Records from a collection
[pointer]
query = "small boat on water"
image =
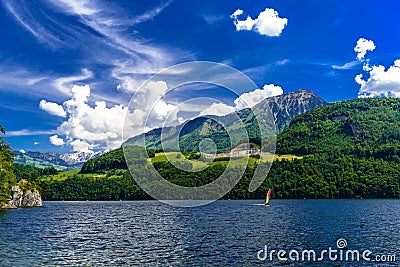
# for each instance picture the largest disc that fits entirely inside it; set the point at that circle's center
(267, 197)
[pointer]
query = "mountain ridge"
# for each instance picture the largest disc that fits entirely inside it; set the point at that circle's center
(283, 109)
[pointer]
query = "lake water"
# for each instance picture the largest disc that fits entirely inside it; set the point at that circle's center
(224, 233)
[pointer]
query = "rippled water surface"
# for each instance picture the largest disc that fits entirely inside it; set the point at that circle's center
(225, 233)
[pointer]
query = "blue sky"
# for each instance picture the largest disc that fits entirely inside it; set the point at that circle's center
(106, 49)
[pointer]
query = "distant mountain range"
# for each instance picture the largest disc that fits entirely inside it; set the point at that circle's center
(283, 108)
(50, 159)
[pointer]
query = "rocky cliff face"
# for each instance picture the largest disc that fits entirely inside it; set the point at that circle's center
(21, 199)
(285, 107)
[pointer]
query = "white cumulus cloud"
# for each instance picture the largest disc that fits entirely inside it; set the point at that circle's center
(55, 140)
(381, 81)
(81, 146)
(267, 23)
(218, 109)
(52, 108)
(363, 45)
(90, 126)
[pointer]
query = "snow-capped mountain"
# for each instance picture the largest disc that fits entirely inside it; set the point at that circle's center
(79, 157)
(50, 159)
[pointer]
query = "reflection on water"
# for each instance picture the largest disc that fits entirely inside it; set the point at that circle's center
(225, 233)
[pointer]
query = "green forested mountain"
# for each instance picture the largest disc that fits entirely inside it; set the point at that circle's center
(280, 109)
(349, 149)
(361, 127)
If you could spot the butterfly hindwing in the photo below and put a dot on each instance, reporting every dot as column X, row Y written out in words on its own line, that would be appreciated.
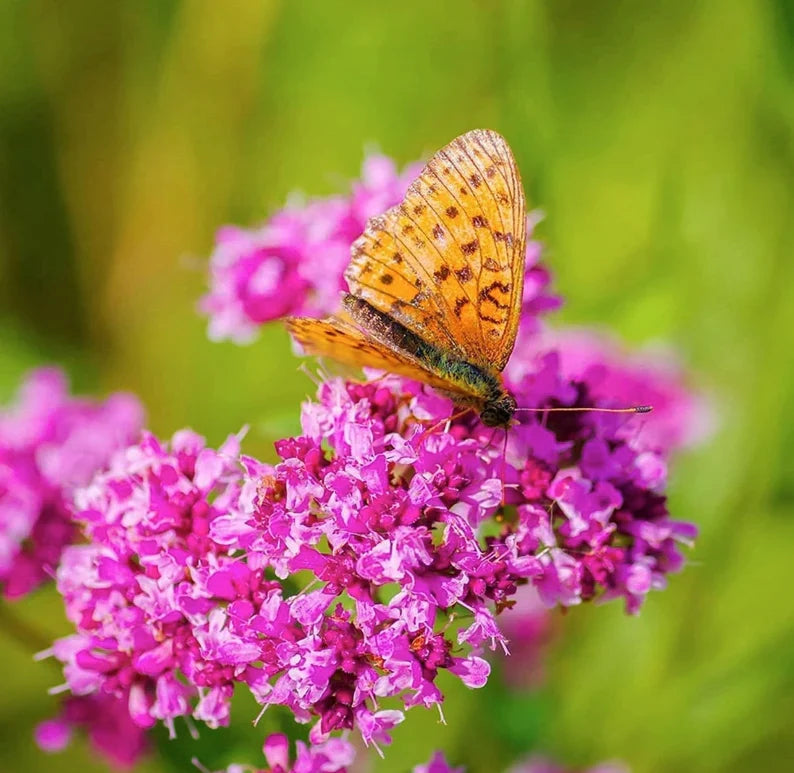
column 448, row 262
column 338, row 339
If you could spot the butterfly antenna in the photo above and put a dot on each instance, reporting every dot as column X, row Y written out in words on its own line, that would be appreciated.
column 632, row 409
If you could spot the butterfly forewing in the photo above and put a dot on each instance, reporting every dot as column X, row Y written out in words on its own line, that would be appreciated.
column 448, row 262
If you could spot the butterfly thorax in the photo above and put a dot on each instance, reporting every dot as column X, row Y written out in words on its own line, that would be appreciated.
column 471, row 385
column 498, row 411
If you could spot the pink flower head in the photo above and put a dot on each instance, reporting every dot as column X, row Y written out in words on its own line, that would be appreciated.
column 111, row 731
column 534, row 764
column 149, row 594
column 51, row 443
column 332, row 756
column 438, row 764
column 294, row 263
column 539, row 764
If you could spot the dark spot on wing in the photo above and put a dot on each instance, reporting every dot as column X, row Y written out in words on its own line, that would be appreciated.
column 441, row 274
column 487, row 294
column 459, row 304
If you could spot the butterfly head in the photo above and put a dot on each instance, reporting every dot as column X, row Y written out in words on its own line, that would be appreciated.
column 499, row 410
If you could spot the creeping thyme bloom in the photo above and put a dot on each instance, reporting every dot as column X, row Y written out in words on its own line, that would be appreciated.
column 145, row 593
column 680, row 418
column 50, row 443
column 294, row 263
column 538, row 764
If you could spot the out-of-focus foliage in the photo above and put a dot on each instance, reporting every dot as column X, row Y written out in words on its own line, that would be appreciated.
column 658, row 140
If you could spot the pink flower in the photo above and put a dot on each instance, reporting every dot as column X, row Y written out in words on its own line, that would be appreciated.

What is needed
Your task is to find every line above containing the word "water" and copy it.

Your solution
query = "small boat on water"
query = "lake water"
query = "rippled water surface"
query = "reflection on water"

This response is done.